§ **PARTS OF THE EXERCISE**:
1) In the staff picks post, which branch is called the busiest library in Gwinnett County?
2) Copy the staff picks post word for word between "Our Dirty Love" and "for non-fiction readers.", inclusive.

§ **READING PASSAGE**:
# # #

Monday, December 2, 2013

Suwanee Branch Staff Picks

Today is the first Monday in December, which means it's time for staff picks. This month's selections come from the staff of the Suwanee Branch, the busiest library in Gwinnett County. Many thanks to the Suwanee staff for taking time from their hectic schedules to share these great picks, the last of 2013.

Doctor Who
Shada: The Lost Adventure
by Gareth Roberts and Douglas Adams

In honor of television's longest-running program, which celebrated its 50th anniversary this November, why not pick up a copy of Doctor Who's infamous "lost adventure"? Originally conceived as an episode of the series back in 1980 by none other than Douglas Adams (of The Hitchhiker's Guide to the Galaxy fame) but scrapped due to budgetary constraints, this rollicking science-fiction yarn has been reimagined in novel form by writer extraordinaire Gareth Roberts. If you like shadowy conspiracies, brain-zapping robots, chases through Cambridge corridors, and, of course, Britain's favorite time-traveling alien, then this is the read for you.

Our Dirty Love Affair with Trash
by Edward Humes

Do you ever wonder where that piece of whatever you just threw away goes? If you don’t now, you will after reading Garbology. Humes won’t tell you how to recycle or turn your trash into treasure, but he will share some history and statistics that you most likely have never heard before. You will learn that there is no area on our planet that hasn’t been touched by trash as well as what is being done with it across the USA. You’ll meet entrepreneurs and artists, all finding interesting uses for this endless resource. A great choice for non-fiction readers.

# # #

§ **SUPPLIED ENTRIES**:
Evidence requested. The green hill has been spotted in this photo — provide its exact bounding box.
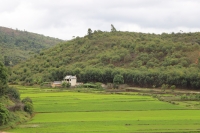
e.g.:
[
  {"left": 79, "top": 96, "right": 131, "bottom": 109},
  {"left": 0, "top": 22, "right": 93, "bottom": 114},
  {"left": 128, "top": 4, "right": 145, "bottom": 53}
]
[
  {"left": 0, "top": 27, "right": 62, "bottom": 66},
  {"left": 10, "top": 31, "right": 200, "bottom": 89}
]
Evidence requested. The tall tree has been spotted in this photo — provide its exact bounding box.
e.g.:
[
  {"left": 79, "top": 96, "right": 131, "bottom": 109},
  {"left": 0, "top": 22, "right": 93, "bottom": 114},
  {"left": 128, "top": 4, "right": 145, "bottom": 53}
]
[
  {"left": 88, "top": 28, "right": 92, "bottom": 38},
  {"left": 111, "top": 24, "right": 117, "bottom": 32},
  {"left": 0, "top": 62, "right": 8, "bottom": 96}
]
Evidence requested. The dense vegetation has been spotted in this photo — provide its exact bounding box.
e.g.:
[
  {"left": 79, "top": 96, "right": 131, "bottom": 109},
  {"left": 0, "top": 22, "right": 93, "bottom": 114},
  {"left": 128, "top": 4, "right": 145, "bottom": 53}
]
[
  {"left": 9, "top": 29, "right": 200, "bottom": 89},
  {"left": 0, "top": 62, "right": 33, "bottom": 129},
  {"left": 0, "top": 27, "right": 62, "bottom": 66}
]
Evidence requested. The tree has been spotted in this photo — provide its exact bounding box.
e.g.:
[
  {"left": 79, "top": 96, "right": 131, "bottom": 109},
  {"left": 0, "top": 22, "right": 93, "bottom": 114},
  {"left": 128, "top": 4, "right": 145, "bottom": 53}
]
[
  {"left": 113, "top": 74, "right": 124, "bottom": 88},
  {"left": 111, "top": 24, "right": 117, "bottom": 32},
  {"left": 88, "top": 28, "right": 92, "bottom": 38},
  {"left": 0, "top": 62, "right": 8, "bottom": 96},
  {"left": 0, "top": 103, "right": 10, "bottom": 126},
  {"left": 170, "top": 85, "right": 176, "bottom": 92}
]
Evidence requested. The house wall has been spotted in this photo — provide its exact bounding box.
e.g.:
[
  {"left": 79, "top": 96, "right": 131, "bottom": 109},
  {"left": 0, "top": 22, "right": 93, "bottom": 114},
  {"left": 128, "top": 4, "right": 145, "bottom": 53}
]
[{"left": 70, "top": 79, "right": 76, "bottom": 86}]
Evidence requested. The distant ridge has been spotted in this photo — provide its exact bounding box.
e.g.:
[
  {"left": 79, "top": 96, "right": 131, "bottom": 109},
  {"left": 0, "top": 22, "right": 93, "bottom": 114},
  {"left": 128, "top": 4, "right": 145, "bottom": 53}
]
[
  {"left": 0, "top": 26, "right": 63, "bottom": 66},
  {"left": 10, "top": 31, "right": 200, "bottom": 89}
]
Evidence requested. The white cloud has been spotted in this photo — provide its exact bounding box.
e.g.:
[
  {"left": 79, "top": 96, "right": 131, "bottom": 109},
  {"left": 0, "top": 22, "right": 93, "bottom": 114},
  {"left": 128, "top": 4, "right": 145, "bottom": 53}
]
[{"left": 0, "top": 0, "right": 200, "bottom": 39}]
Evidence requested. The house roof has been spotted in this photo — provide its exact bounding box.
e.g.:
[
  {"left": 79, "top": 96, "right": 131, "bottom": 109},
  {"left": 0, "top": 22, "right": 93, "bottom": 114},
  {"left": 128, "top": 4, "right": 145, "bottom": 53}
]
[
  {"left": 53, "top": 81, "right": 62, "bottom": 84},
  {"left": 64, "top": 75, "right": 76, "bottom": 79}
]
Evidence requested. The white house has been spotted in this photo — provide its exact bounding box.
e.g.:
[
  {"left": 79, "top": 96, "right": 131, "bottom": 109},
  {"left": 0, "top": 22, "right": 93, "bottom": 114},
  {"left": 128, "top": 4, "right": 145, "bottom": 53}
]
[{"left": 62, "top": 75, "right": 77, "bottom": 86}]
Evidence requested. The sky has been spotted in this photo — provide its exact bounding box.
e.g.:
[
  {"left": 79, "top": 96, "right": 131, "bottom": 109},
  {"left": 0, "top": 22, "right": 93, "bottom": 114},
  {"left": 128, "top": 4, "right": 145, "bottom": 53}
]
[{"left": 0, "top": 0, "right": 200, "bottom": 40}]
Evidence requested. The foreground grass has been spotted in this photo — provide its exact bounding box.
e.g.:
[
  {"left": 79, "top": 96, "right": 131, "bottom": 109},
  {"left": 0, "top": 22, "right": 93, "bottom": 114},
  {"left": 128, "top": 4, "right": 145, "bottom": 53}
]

# # #

§ **ANSWERS BELOW**:
1) The Suwanee Branch.

2)
Our Dirty Love Affair with Trash
by Edward Humes

Do you ever wonder where that piece of whatever you just threw away goes? If you don’t now, you will after reading Garbology. Humes won’t tell you how to recycle or turn your trash into treasure, but he will share some history and statistics that you most likely have never heard before. You will learn that there is no area on our planet that hasn’t been touched by trash as well as what is being done with it across the USA. You’ll meet entrepreneurs and artists, all finding interesting uses for this endless resource. A great choice for non-fiction readers.